**Görev gereksinimleri**
Aşağıdaki öğelerde "Where can you see the leafy" ifadesini içeren satırdan "column 98, row 10" ifadesini içeren satıra kadar her şeyi, iki uç da dahil olmak üzere, hiç değiştirmeden yazdır. Resimleri yanıtına katma.

[Konum belirleme öğeleri]
========

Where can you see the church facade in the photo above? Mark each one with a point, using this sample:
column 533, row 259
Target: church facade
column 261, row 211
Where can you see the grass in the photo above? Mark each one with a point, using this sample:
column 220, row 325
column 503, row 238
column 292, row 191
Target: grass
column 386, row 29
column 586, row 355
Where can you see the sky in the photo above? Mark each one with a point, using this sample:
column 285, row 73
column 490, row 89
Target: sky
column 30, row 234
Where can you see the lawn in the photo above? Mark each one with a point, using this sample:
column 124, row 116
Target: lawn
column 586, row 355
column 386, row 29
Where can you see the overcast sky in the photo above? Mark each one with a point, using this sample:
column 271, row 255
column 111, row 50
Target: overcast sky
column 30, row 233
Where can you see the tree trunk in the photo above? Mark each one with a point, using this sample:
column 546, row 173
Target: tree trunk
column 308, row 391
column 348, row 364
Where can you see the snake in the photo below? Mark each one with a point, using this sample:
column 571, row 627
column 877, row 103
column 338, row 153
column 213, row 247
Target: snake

========

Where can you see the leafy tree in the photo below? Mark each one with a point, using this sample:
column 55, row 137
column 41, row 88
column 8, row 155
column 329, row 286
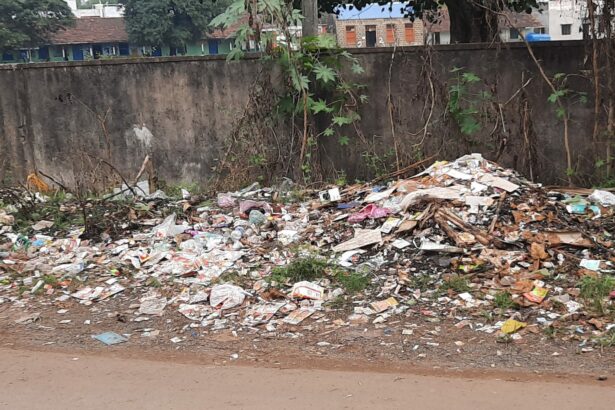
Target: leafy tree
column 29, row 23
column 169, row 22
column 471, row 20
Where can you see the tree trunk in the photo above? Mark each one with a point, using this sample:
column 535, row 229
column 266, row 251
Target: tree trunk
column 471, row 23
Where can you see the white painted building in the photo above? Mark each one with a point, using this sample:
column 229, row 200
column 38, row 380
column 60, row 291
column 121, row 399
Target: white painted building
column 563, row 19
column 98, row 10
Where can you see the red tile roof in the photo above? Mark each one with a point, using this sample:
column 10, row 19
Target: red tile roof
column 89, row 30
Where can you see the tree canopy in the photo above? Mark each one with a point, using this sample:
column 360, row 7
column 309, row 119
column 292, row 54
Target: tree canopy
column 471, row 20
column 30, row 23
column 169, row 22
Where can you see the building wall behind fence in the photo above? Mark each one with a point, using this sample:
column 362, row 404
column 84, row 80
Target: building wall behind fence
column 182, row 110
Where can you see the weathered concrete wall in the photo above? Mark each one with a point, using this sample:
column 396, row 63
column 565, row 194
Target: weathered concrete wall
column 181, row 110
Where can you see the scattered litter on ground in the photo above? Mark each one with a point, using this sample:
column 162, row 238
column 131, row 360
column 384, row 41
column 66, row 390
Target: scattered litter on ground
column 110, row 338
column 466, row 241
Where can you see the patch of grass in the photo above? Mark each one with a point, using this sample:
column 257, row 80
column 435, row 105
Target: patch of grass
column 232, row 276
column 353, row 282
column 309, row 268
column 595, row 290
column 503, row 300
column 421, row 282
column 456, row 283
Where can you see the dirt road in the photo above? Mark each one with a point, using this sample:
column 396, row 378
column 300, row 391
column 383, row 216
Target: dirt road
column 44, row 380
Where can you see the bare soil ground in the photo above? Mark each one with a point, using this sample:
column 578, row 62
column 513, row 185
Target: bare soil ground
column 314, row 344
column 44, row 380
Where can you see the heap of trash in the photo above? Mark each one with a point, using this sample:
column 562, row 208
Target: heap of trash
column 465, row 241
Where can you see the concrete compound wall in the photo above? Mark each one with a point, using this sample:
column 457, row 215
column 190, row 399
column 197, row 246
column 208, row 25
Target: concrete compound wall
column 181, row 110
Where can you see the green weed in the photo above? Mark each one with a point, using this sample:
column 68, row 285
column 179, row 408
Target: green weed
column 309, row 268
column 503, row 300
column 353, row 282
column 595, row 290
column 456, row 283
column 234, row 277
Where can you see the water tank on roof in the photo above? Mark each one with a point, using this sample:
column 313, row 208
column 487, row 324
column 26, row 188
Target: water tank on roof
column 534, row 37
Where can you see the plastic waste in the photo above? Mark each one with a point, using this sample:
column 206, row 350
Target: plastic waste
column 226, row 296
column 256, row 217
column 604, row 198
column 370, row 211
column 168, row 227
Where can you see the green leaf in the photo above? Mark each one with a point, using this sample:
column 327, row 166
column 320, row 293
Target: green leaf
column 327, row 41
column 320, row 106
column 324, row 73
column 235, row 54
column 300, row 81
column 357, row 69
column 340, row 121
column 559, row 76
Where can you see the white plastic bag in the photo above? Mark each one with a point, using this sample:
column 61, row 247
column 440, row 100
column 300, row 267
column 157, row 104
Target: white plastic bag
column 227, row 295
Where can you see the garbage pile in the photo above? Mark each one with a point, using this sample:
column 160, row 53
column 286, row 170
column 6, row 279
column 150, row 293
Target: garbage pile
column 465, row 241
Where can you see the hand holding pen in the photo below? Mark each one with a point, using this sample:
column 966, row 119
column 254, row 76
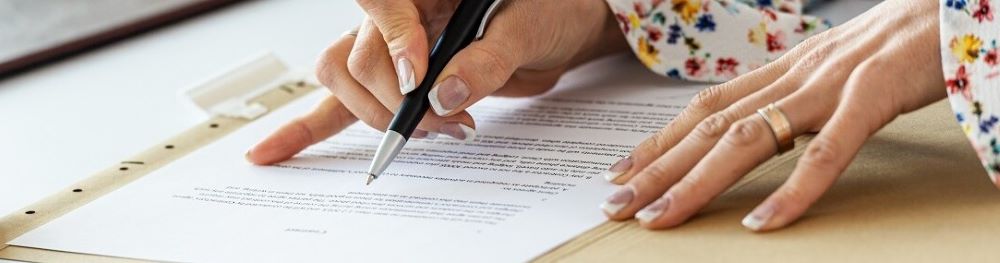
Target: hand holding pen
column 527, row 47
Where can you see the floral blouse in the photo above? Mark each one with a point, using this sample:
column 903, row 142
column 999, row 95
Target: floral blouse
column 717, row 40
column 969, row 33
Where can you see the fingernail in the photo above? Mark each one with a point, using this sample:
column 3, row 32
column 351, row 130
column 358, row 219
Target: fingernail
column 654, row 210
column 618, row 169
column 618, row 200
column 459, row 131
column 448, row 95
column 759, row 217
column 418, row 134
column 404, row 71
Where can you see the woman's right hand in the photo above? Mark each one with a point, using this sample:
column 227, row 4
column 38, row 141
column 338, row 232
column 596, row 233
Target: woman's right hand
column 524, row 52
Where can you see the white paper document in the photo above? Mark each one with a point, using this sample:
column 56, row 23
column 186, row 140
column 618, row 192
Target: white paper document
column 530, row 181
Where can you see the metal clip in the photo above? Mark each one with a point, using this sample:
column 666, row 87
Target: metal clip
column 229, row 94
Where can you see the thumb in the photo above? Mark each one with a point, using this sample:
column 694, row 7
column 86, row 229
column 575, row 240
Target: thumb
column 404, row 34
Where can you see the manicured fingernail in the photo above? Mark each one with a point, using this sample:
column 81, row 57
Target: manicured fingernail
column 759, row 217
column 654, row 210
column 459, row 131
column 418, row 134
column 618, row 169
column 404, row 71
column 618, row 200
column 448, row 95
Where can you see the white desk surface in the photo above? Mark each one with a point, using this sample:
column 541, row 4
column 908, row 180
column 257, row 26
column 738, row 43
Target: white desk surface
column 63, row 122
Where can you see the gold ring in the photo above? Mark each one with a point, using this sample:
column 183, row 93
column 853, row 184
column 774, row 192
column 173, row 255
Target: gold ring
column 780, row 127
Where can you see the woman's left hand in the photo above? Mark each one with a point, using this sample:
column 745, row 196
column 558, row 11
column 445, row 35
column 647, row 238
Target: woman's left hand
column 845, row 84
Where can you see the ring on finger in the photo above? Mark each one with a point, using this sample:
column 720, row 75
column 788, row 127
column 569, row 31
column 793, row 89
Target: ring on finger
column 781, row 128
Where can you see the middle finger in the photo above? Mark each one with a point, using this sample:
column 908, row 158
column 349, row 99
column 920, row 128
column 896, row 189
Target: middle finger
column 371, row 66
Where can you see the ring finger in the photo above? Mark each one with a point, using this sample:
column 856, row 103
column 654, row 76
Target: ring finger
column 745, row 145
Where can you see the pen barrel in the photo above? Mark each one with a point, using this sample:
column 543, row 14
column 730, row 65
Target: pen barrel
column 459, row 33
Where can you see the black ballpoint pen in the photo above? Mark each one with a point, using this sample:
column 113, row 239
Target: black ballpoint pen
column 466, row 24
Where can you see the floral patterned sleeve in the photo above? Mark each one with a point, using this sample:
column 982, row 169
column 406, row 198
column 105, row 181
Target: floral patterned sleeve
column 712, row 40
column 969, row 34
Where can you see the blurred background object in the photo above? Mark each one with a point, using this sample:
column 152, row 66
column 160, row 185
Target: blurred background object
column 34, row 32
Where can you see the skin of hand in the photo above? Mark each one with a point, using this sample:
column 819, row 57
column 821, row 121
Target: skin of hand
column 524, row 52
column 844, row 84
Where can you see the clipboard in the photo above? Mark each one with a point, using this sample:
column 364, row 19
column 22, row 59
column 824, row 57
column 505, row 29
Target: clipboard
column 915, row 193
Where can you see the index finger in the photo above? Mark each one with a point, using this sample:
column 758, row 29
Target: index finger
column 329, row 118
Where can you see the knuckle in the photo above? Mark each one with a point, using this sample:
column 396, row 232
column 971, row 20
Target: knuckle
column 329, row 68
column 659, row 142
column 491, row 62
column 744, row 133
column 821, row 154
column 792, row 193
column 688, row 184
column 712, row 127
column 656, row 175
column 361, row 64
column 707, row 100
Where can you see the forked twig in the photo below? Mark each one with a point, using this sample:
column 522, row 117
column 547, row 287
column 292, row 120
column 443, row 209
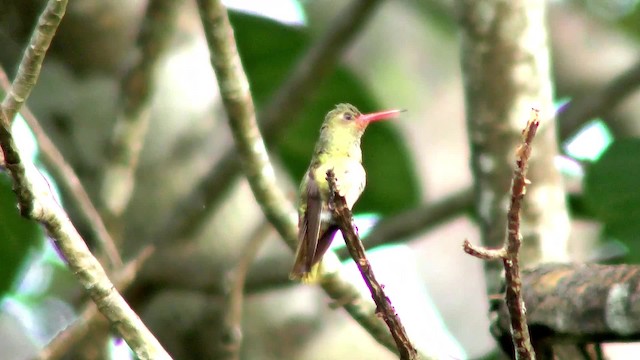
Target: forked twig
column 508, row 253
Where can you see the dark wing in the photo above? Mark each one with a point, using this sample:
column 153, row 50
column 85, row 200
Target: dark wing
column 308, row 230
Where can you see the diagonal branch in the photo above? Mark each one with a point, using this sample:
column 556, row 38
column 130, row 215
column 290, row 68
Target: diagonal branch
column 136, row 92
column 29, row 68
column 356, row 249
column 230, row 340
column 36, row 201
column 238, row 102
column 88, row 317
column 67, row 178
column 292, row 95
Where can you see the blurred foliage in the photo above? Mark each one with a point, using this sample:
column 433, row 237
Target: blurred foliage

========

**Görevin çıktısı**
Where can you see the leafy tree in the photo below? Mark each one with a point, using this sample:
column 55, row 137
column 41, row 88
column 8, row 155
column 329, row 286
Target: leafy tree
column 29, row 23
column 169, row 22
column 471, row 20
Where can you see the tree trunk in the photo above? Mark each one with a point, using this sample:
column 535, row 229
column 266, row 251
Target: tree trunk
column 471, row 23
Where can you see the white painted building in the photo above? Mark each one with a point, using this sample:
column 229, row 200
column 38, row 380
column 60, row 291
column 121, row 399
Target: white painted building
column 563, row 19
column 98, row 10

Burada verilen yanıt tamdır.